TASK:
From the entries below, reproduce exactly the line containing "Query: pine cone", the line containing "find cloudberry berry", and every line in between, with nothing added.

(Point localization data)
Content starts
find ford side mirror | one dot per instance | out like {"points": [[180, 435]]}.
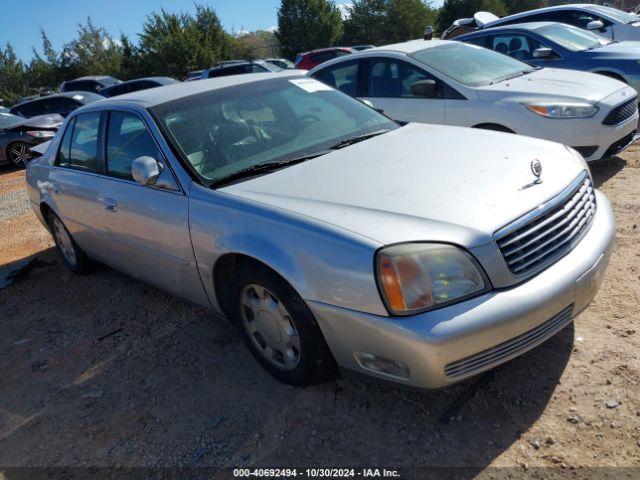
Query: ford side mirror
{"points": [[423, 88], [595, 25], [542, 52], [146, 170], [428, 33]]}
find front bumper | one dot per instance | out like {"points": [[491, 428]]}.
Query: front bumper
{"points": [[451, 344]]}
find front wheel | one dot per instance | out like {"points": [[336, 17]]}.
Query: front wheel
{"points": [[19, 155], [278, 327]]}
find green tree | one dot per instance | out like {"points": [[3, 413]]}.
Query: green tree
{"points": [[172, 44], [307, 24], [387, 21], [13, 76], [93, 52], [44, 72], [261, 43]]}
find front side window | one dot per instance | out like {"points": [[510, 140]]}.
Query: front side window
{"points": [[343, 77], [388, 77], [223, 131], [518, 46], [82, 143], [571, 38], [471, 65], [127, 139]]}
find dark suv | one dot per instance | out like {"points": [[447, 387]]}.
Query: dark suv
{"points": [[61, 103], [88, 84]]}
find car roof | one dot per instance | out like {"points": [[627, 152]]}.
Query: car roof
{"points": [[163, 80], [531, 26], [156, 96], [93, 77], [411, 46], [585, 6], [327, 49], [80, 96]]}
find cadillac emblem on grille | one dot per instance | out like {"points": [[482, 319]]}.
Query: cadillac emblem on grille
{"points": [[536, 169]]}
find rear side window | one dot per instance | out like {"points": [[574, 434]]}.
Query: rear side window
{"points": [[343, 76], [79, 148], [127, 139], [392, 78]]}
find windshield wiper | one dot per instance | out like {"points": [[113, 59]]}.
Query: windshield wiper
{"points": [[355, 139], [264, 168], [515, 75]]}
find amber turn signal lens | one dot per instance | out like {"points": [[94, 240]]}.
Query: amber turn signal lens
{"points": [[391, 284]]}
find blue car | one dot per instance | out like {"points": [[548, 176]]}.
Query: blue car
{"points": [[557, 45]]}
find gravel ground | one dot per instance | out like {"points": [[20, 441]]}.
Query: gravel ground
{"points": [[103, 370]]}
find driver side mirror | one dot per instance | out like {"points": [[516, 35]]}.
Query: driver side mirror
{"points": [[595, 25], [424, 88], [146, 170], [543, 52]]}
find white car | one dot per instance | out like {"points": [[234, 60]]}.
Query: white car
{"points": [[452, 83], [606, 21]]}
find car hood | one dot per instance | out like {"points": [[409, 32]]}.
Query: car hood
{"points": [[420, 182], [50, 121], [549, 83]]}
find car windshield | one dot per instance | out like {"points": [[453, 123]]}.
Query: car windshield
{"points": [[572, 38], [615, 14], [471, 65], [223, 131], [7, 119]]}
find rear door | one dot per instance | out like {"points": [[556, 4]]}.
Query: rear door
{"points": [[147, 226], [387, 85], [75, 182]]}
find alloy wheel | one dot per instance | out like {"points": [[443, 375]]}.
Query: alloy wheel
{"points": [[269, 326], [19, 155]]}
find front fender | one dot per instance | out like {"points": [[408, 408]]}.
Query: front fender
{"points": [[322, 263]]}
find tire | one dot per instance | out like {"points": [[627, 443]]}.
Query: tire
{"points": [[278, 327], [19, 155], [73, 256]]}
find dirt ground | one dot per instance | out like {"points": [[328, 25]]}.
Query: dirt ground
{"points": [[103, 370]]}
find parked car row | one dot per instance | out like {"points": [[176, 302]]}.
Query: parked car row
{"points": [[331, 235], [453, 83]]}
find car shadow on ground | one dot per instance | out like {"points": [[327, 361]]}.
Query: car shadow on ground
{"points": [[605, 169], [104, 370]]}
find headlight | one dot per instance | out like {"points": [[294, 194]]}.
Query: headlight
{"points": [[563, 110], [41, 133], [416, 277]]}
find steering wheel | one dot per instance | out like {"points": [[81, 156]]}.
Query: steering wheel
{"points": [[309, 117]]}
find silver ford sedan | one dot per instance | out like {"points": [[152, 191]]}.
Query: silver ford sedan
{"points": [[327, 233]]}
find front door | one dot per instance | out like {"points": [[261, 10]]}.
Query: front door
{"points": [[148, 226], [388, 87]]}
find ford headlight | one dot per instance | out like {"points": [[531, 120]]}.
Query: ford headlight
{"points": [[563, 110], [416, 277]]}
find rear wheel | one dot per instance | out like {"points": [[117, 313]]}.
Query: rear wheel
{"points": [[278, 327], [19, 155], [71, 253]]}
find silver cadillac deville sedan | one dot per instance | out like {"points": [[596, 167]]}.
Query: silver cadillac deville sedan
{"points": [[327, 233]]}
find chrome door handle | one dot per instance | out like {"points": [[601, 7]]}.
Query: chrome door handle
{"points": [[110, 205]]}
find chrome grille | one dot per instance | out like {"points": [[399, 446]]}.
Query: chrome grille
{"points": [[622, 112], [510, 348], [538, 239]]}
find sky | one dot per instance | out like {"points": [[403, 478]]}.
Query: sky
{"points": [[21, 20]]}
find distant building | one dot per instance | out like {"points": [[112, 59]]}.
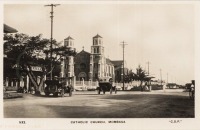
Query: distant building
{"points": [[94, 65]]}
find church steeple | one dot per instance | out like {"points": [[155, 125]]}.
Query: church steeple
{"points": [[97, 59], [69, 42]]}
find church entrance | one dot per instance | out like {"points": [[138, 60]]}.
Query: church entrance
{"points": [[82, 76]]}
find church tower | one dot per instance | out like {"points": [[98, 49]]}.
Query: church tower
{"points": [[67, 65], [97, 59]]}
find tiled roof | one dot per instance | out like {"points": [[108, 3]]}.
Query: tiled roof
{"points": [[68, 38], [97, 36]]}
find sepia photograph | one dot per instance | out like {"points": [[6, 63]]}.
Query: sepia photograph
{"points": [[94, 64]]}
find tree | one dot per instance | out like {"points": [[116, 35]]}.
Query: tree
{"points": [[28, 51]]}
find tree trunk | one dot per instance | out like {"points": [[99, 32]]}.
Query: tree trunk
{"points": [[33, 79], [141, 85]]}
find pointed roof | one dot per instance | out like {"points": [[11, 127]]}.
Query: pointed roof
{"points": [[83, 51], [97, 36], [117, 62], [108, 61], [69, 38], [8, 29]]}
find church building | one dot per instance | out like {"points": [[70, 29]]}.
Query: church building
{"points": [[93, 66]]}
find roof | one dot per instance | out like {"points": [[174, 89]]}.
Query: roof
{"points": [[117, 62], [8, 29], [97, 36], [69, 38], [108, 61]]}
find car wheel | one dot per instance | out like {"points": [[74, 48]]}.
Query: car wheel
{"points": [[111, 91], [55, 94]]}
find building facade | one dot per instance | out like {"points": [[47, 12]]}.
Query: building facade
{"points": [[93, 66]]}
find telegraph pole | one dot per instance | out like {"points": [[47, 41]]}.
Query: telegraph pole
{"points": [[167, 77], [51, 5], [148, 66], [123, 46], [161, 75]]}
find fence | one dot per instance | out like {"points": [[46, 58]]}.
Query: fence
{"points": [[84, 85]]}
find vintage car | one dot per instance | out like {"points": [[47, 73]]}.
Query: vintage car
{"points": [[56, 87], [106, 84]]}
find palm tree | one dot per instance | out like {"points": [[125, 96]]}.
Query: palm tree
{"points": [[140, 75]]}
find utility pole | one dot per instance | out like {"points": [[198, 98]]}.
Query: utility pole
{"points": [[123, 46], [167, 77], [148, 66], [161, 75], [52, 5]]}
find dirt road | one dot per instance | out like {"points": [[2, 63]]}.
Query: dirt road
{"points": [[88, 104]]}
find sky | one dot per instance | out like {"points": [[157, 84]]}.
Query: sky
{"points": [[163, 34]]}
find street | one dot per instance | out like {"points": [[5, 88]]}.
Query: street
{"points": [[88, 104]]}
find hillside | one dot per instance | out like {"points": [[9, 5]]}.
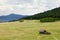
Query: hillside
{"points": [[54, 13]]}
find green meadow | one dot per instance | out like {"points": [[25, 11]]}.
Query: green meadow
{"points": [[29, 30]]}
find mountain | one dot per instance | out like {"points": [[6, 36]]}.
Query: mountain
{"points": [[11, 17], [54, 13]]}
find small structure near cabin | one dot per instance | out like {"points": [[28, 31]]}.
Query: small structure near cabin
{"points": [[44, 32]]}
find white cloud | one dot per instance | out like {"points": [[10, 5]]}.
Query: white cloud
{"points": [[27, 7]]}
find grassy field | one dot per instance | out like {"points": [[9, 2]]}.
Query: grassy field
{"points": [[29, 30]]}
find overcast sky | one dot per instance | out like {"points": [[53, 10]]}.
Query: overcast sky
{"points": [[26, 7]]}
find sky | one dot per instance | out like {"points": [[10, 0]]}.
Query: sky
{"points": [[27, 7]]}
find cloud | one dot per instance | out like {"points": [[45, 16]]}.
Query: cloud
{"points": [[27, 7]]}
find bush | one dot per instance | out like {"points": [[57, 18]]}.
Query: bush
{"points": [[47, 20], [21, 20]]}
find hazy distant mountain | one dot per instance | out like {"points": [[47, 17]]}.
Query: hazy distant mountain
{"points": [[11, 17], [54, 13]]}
Content ends
Content starts
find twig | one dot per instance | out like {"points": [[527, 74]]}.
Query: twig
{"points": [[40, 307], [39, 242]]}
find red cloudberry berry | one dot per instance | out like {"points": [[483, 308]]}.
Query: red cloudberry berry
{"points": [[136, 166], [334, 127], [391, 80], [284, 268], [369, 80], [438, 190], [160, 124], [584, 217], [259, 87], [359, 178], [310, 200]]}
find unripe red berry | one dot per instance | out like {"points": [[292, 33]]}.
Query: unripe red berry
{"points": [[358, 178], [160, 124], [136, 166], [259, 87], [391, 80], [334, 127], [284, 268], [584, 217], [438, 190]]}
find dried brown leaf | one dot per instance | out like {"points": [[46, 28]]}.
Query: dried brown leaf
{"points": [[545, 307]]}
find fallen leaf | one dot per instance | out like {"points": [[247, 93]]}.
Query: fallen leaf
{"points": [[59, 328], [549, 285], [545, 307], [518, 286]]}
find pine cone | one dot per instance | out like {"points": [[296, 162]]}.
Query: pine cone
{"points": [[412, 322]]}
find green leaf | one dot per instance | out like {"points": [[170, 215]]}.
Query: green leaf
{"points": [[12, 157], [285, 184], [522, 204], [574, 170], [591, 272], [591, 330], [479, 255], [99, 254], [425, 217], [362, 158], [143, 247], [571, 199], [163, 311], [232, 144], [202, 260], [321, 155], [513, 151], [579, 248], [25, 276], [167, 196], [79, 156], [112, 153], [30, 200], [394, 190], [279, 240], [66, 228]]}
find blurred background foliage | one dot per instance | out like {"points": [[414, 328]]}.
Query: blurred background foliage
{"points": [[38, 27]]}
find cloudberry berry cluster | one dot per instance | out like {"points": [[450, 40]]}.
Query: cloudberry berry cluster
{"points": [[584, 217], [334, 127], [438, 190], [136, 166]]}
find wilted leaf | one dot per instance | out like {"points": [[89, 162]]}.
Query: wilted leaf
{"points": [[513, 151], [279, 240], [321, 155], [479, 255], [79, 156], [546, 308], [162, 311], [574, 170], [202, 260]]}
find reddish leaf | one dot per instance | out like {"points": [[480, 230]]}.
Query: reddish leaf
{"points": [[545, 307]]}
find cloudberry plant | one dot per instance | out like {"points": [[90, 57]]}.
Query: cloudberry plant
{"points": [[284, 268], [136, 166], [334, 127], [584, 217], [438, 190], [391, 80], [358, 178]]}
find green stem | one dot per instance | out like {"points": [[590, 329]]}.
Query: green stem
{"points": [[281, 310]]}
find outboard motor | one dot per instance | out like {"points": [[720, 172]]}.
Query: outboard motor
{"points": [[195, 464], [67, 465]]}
Content ends
Content starts
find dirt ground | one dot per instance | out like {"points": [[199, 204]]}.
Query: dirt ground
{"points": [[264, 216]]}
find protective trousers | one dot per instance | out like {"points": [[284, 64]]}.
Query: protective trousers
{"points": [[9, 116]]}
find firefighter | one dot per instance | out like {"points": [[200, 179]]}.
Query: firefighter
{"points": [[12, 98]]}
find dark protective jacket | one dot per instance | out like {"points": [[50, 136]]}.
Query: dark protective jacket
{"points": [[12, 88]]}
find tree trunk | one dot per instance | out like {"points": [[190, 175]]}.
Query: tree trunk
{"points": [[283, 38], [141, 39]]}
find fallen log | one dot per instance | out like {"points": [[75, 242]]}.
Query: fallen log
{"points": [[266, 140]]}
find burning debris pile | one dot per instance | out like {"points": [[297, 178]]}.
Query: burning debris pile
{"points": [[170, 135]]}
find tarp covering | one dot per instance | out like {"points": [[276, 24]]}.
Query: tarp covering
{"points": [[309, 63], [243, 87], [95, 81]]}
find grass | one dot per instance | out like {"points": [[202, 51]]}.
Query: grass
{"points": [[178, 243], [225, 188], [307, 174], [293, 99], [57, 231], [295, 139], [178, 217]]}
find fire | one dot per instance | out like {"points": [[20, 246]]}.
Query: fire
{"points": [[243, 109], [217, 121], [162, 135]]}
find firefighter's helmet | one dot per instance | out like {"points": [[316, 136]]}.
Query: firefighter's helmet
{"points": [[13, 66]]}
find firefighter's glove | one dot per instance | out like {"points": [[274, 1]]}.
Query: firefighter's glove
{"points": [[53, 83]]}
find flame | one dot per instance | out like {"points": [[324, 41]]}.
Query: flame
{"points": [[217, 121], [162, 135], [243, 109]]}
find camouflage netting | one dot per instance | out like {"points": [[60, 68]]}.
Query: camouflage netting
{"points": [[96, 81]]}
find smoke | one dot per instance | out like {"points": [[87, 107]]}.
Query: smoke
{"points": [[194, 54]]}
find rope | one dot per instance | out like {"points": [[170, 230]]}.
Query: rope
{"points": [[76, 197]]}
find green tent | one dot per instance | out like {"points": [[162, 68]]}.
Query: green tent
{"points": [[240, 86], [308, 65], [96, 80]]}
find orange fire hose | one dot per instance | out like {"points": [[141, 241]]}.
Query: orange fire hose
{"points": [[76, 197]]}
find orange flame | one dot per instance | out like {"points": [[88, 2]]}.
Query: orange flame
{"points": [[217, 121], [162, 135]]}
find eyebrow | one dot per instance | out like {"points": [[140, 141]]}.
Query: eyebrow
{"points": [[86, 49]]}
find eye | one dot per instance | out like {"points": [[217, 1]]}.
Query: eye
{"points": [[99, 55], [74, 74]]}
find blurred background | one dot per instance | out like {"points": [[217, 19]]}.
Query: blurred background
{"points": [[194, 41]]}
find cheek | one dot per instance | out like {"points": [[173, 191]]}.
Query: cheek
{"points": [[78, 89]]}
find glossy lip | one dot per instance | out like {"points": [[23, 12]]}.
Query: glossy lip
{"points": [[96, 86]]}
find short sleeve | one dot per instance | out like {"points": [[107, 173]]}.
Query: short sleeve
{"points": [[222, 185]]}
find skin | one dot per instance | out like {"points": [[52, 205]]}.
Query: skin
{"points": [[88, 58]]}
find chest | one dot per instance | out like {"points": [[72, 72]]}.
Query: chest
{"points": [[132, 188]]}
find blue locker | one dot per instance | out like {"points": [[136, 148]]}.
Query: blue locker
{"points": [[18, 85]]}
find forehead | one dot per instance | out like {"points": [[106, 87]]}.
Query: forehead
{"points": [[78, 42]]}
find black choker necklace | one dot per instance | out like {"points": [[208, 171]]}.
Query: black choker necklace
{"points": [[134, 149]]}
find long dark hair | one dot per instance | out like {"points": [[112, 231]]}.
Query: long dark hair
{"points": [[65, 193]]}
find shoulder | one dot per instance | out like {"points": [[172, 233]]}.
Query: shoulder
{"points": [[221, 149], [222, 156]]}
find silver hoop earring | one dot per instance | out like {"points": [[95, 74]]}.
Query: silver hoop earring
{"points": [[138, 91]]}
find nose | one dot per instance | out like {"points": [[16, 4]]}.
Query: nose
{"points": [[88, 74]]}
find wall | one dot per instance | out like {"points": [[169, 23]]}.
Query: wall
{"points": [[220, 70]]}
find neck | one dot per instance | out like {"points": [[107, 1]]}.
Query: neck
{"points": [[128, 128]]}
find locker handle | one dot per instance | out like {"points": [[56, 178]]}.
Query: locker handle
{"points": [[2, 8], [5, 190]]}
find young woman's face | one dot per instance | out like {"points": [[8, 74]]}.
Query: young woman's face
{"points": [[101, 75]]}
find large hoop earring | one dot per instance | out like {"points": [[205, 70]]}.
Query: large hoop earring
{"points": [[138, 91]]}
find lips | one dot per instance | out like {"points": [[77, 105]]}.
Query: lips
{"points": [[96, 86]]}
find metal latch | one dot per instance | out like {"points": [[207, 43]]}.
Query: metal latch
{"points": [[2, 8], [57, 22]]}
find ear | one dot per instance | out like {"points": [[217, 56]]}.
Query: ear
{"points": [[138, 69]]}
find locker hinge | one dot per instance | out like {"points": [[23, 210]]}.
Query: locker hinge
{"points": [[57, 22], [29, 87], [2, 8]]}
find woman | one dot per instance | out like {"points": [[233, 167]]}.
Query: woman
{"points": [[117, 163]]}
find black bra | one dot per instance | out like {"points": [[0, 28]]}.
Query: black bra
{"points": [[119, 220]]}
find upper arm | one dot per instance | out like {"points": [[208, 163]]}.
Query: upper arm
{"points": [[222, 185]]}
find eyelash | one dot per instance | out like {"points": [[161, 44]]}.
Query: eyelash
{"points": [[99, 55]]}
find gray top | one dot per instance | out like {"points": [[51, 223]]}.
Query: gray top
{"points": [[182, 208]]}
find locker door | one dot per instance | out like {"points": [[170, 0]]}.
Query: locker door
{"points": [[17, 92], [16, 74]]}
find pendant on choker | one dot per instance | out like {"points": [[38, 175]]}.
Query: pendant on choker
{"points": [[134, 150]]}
Content ends
ANSWER BOX:
Query: pine cone
{"points": [[412, 322]]}
find green leaf | one dot per instance | out like {"points": [[170, 215]]}.
Query: green leaf
{"points": [[12, 157], [285, 184], [522, 204], [574, 170], [591, 272], [591, 330], [479, 255], [99, 254], [425, 217], [362, 158], [143, 247], [571, 199], [163, 311], [232, 144], [202, 260], [321, 155], [513, 151], [579, 248], [25, 276], [167, 196], [79, 156], [112, 153], [30, 200], [394, 190], [279, 240], [66, 228]]}
find blurred background foliage | one dot per instance | out like {"points": [[414, 328]]}.
Query: blurred background foliage
{"points": [[38, 27]]}
find cloudberry berry cluster | one dot per instance | out like {"points": [[450, 40]]}.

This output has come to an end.